§ OBJECTIVE: In the article on Slovakia's possible return to Eurovision, retype the passage from "Zuzana Vicelova, speaking" up to and including "for RTVS operations." without changing anything.

§ DOCUMENT SECTION:
Zuzana Vicelova, speaking to Eurofestivales, reported that Slovakia could return to the Eurovision Song Contest as soon as 2025. This possibility follows a change in financing for RTVS by the Slovakian government. Slovakia has not been present at the Eurovision Song Contest since 2012, where Max Jason Mai came last in their semifinal with the song “Don’t Close Your Eyes”.
A new era dawns for RTVS
In the past, RTVS has cited low viewing figures, poor performance, and financial constraints as reasons for not returning to the contest; they have already confirmed that they will not participate in 2024. However, the Slovakian government has adopted a new method of subsidizing its national broadcaster–rather than imposing television licences, 0.17% of the country’s gross domestic product (GDP) will be allocated for RTVS operations.

§ GIVEN ENTRIES:

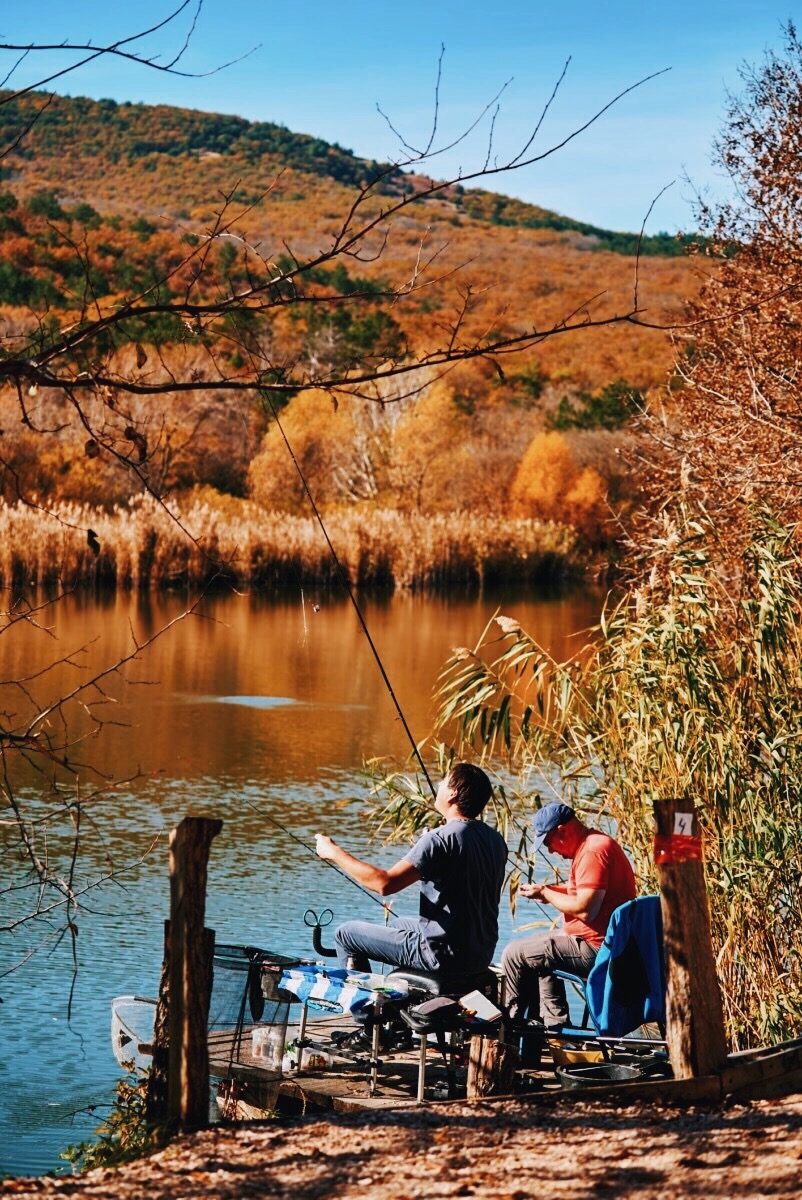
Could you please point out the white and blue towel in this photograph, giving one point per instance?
(337, 990)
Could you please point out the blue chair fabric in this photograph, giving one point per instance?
(626, 987)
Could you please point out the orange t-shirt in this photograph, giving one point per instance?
(599, 863)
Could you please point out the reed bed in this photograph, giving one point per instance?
(150, 545)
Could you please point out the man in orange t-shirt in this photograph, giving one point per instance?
(600, 879)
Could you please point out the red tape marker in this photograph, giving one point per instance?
(677, 849)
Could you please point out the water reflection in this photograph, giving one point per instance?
(244, 709)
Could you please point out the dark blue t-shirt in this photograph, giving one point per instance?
(462, 870)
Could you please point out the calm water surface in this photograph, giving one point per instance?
(244, 708)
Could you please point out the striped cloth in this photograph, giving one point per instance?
(337, 990)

§ TASK RESPONSE:
Zuzana Vicelova, speaking to Eurofestivales, reported that Slovakia could return to the Eurovision Song Contest as soon as 2025. This possibility follows a change in financing for RTVS by the Slovakian government. Slovakia has not been present at the Eurovision Song Contest since 2012, where Max Jason Mai came last in their semifinal with the song “Don’t Close Your Eyes”.
A new era dawns for RTVS
In the past, RTVS has cited low viewing figures, poor performance, and financial constraints as reasons for not returning to the contest; they have already confirmed that they will not participate in 2024. However, the Slovakian government has adopted a new method of subsidizing its national broadcaster–rather than imposing television licences, 0.17% of the country’s gross domestic product (GDP) will be allocated for RTVS operations.